__PROVIDED DATA__
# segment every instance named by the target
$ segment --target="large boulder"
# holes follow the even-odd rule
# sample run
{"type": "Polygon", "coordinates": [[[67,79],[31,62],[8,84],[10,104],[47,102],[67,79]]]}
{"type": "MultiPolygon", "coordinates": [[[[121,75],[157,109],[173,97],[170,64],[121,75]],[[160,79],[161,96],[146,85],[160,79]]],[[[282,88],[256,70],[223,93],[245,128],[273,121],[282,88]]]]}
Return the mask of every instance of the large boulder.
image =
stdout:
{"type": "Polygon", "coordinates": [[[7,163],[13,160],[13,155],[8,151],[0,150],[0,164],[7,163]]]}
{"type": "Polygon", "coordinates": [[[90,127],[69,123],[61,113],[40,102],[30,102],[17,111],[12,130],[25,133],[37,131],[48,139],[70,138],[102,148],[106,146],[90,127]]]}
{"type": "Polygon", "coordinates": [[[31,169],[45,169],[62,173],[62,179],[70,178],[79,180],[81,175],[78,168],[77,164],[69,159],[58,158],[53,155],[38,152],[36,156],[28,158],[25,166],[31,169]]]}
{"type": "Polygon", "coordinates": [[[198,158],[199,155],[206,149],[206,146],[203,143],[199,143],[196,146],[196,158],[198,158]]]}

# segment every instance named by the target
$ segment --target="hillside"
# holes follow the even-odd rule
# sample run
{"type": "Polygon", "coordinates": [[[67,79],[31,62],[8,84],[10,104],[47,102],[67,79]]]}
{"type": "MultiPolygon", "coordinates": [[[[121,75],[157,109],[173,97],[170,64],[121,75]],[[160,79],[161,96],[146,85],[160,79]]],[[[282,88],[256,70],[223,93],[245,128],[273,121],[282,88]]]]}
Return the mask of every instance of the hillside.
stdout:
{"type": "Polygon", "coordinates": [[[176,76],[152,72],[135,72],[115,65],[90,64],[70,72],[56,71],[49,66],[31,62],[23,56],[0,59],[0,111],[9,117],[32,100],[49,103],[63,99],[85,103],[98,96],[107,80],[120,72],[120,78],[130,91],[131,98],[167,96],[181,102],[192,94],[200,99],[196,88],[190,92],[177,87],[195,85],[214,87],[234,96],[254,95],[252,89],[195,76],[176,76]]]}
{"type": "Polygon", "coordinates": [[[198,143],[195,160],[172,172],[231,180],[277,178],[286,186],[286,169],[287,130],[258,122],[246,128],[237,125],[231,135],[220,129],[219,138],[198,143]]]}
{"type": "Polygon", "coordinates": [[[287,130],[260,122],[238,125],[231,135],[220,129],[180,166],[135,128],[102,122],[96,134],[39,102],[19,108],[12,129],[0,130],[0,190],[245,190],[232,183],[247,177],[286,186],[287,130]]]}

__EXERCISE TASK__
Rewrite all of the material above, changing each "even-odd rule" to "nonzero winding rule" and keeping every other character the same.

__THE SOLUTION__
# segment every instance named by the target
$ segment --target="large boulder"
# holes follow the nonzero winding rule
# sample run
{"type": "Polygon", "coordinates": [[[67,79],[31,62],[8,84],[10,104],[47,102],[67,79]]]}
{"type": "MultiPolygon", "coordinates": [[[[121,75],[157,109],[173,97],[170,64],[121,75]],[[160,79],[161,96],[146,85],[160,79]]],[[[282,88],[256,70],[223,93],[245,128],[273,121],[282,88]]]]}
Return the mask of every instance of the large boulder.
image =
stdout:
{"type": "Polygon", "coordinates": [[[7,163],[13,160],[13,155],[8,151],[0,150],[0,164],[7,163]]]}
{"type": "Polygon", "coordinates": [[[90,127],[69,123],[61,113],[40,102],[30,102],[17,111],[12,130],[25,133],[37,131],[48,139],[70,138],[102,148],[106,146],[90,127]]]}
{"type": "Polygon", "coordinates": [[[31,169],[45,169],[62,173],[62,179],[70,178],[79,180],[81,175],[78,168],[77,164],[69,159],[58,158],[53,155],[38,152],[36,156],[28,158],[25,166],[31,169]]]}
{"type": "Polygon", "coordinates": [[[198,158],[199,155],[206,149],[206,146],[203,143],[199,143],[196,146],[196,158],[198,158]]]}

# segment every instance named by the target
$ segment --target="hillside"
# holes follow the nonzero winding rule
# sample run
{"type": "Polygon", "coordinates": [[[67,79],[31,62],[8,84],[10,104],[47,102],[67,79]]]}
{"type": "MultiPolygon", "coordinates": [[[[121,75],[157,109],[173,97],[170,64],[121,75]],[[160,79],[161,96],[146,85],[160,79]]],[[[282,88],[256,70],[223,93],[245,128],[273,121],[282,88]]]]}
Return the mask of every instance of the hillside.
stdout:
{"type": "Polygon", "coordinates": [[[176,76],[152,72],[135,72],[115,65],[90,64],[70,72],[56,71],[49,66],[31,62],[23,56],[0,59],[0,111],[9,117],[32,100],[49,103],[63,99],[85,103],[98,96],[107,80],[120,72],[120,78],[130,91],[131,98],[167,96],[181,102],[192,94],[200,99],[196,88],[190,92],[177,87],[195,85],[214,87],[234,96],[254,95],[252,89],[195,76],[176,76]]]}
{"type": "Polygon", "coordinates": [[[198,143],[195,160],[172,172],[231,180],[277,178],[286,186],[286,169],[287,130],[258,122],[246,128],[237,125],[231,135],[220,129],[219,138],[198,143]]]}
{"type": "Polygon", "coordinates": [[[287,130],[260,122],[238,125],[231,135],[220,129],[180,166],[135,128],[102,122],[96,134],[39,102],[19,108],[12,129],[0,130],[0,190],[245,190],[232,183],[247,177],[286,186],[287,130]]]}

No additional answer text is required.